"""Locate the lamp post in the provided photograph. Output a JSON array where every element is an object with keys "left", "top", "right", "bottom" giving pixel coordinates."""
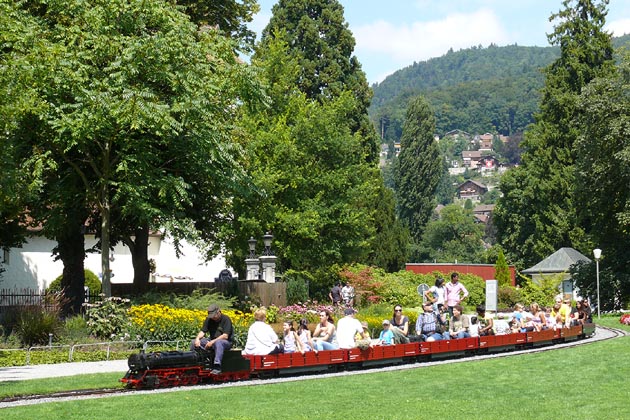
[
  {"left": 593, "top": 248, "right": 602, "bottom": 319},
  {"left": 262, "top": 232, "right": 274, "bottom": 256},
  {"left": 259, "top": 232, "right": 277, "bottom": 283},
  {"left": 245, "top": 237, "right": 259, "bottom": 280}
]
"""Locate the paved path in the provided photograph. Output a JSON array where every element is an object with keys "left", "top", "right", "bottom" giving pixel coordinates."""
[{"left": 0, "top": 359, "right": 128, "bottom": 382}]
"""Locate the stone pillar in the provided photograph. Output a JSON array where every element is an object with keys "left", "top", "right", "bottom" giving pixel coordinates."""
[
  {"left": 259, "top": 255, "right": 277, "bottom": 283},
  {"left": 245, "top": 258, "right": 260, "bottom": 281}
]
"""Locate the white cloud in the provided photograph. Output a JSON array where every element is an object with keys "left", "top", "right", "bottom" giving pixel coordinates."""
[
  {"left": 353, "top": 9, "right": 508, "bottom": 64},
  {"left": 607, "top": 18, "right": 630, "bottom": 37}
]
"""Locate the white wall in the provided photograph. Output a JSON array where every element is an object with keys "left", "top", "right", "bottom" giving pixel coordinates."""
[{"left": 0, "top": 234, "right": 236, "bottom": 290}]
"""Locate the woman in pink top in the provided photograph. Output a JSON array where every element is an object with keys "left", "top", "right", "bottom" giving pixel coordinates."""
[{"left": 444, "top": 272, "right": 469, "bottom": 317}]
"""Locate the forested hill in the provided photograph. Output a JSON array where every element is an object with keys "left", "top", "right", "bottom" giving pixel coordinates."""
[{"left": 369, "top": 35, "right": 630, "bottom": 140}]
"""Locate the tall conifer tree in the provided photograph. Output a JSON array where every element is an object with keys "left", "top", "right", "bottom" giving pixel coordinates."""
[
  {"left": 395, "top": 96, "right": 443, "bottom": 244},
  {"left": 494, "top": 0, "right": 614, "bottom": 267},
  {"left": 258, "top": 0, "right": 378, "bottom": 162}
]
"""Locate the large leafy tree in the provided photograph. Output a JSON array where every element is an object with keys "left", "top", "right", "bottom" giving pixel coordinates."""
[
  {"left": 226, "top": 34, "right": 407, "bottom": 284},
  {"left": 494, "top": 0, "right": 615, "bottom": 268},
  {"left": 395, "top": 96, "right": 444, "bottom": 244},
  {"left": 259, "top": 0, "right": 378, "bottom": 162},
  {"left": 176, "top": 0, "right": 259, "bottom": 51},
  {"left": 572, "top": 54, "right": 630, "bottom": 309},
  {"left": 1, "top": 0, "right": 260, "bottom": 300}
]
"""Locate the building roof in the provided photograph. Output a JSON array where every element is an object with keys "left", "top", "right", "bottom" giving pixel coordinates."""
[
  {"left": 458, "top": 179, "right": 487, "bottom": 190},
  {"left": 462, "top": 150, "right": 482, "bottom": 159},
  {"left": 521, "top": 247, "right": 591, "bottom": 274},
  {"left": 473, "top": 204, "right": 495, "bottom": 213}
]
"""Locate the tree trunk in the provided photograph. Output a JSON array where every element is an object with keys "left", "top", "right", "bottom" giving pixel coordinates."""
[
  {"left": 124, "top": 224, "right": 150, "bottom": 294},
  {"left": 58, "top": 221, "right": 86, "bottom": 316}
]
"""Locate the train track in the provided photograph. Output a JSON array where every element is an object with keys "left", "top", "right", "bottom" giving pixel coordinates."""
[{"left": 1, "top": 325, "right": 625, "bottom": 408}]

########

■ **TASK BRIEF**
Since the pictures are not part of the copy, transcribe only the remaining material, exactly.

■ **SOLUTION FOR THIS TASK**
"""Locate the lamp post in the provided photograph. Output a JSON array where every element is an object with keys "left", "top", "right", "bottom" giving pixel coordinates."""
[
  {"left": 593, "top": 248, "right": 602, "bottom": 319},
  {"left": 262, "top": 232, "right": 274, "bottom": 256},
  {"left": 259, "top": 232, "right": 277, "bottom": 283},
  {"left": 245, "top": 237, "right": 259, "bottom": 280}
]
"""Locate the paved path in the provided photograph. Output a JSON array where every element is an object with keys "left", "top", "right", "bottom" giving pixel coordinates."""
[{"left": 0, "top": 359, "right": 128, "bottom": 382}]
"""Locate the stone pillar in the provided photograph. Output a JSON array where every element is an object with keys "left", "top", "right", "bottom" giving pixel coordinates."""
[
  {"left": 259, "top": 255, "right": 277, "bottom": 283},
  {"left": 245, "top": 258, "right": 260, "bottom": 281}
]
"""Locate the white cloud in the provided photograph. Output a JSON array where every element is an object with keys "left", "top", "right", "bottom" giving pixel coordinates."""
[
  {"left": 353, "top": 9, "right": 508, "bottom": 64},
  {"left": 607, "top": 18, "right": 630, "bottom": 37}
]
"""Locate the white wall in the provided photograph. Output a JSON array where every element is an object with keys "left", "top", "right", "bottom" giving pixel coordinates."""
[{"left": 0, "top": 234, "right": 236, "bottom": 290}]
"""Locate the woman in pink top in the provided photograph. Output a JSON array where every element is an object with keys "left", "top", "right", "bottom" giving pixel coordinates."""
[{"left": 444, "top": 272, "right": 469, "bottom": 317}]
"""Locate the forested hill in the provided photograph. Output a JSON array where every element is an object with keys "left", "top", "right", "bottom" giving pixel coordinates."""
[{"left": 369, "top": 35, "right": 630, "bottom": 140}]
"""Locate the tall conifer tree in the provided photograph. Output a JSON array where every element is an object with keys "left", "top", "right", "bottom" giving pixel coordinates."""
[
  {"left": 395, "top": 96, "right": 443, "bottom": 244},
  {"left": 494, "top": 0, "right": 614, "bottom": 267},
  {"left": 258, "top": 0, "right": 378, "bottom": 162}
]
"""Locate the large leafy tree in the provided photograph. Output a JSON array where every element is an object with keys "left", "top", "right", "bottom" giving pixel coordinates."""
[
  {"left": 226, "top": 34, "right": 407, "bottom": 284},
  {"left": 494, "top": 0, "right": 615, "bottom": 268},
  {"left": 395, "top": 96, "right": 444, "bottom": 244},
  {"left": 259, "top": 0, "right": 378, "bottom": 162},
  {"left": 176, "top": 0, "right": 259, "bottom": 51},
  {"left": 572, "top": 54, "right": 630, "bottom": 309},
  {"left": 1, "top": 0, "right": 260, "bottom": 300}
]
"""Locate the building roof in the provided photograph. Output a JSON array where every element is an object with keys "left", "top", "right", "bottom" giving pixel coordinates."""
[
  {"left": 458, "top": 179, "right": 487, "bottom": 190},
  {"left": 462, "top": 150, "right": 482, "bottom": 159},
  {"left": 521, "top": 247, "right": 591, "bottom": 274},
  {"left": 473, "top": 204, "right": 495, "bottom": 213}
]
"""Locate the tree trunk in the provided photograph. Output a JSON array where every element is an object with keys "left", "top", "right", "bottom" giving pixel coordinates."""
[
  {"left": 124, "top": 224, "right": 150, "bottom": 294},
  {"left": 58, "top": 221, "right": 86, "bottom": 316}
]
"""Locate the train track in the provided photograph. Output a JSON array where every element is an object with keys "left", "top", "right", "bottom" giving pixel coordinates."""
[{"left": 1, "top": 325, "right": 625, "bottom": 408}]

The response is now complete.